DATA EXTRACT:
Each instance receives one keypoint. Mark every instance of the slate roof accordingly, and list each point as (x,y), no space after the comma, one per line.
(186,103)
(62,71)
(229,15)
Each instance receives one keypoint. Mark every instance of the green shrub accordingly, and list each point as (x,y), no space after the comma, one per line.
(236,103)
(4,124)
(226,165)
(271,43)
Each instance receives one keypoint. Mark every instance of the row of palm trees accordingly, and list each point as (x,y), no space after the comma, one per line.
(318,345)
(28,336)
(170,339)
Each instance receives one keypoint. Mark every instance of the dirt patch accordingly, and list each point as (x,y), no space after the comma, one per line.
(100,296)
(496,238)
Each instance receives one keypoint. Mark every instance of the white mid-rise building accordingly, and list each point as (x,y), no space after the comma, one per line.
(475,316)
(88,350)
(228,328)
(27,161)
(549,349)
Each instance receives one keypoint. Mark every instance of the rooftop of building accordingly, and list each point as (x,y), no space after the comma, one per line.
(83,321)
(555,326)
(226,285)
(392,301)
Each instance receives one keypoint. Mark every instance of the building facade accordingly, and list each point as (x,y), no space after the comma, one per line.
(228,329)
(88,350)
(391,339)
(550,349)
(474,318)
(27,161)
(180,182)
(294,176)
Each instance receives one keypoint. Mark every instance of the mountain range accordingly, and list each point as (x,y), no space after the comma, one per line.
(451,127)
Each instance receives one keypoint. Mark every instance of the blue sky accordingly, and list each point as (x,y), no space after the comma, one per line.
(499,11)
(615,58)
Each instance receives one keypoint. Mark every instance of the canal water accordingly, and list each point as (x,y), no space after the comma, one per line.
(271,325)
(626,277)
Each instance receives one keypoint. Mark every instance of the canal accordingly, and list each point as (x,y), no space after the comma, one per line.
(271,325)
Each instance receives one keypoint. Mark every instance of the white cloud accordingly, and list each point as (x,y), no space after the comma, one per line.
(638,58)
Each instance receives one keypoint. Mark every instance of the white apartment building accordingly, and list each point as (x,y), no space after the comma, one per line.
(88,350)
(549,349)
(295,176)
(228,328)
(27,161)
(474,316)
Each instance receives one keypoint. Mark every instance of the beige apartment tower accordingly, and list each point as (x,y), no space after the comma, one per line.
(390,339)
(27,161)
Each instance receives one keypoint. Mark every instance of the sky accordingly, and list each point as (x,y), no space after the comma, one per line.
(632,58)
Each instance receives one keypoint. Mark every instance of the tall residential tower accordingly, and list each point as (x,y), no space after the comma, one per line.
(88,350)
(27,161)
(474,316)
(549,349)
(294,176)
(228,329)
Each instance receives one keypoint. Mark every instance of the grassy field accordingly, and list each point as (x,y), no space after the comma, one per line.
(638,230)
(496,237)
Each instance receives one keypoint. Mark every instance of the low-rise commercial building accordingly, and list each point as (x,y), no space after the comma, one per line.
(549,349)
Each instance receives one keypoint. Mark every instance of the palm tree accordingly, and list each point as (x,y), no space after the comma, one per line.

PROBLEM DETAILS: Revise everything from the line containing "of the low-rise" down to the end of the records so that "keypoint" becomes "marker", leaving all else unchanged.

ANSWER TO THE TASK:
Each instance receives one marker. Mark every instance of the low-rise commercial building accordingly, and list each point as (x,y), no space after the comma, one per line.
(549,349)
Each instance receives one marker. Mark every instance of the palm tree accordingly, and list each point as (x,y), no space after the comma, one per line.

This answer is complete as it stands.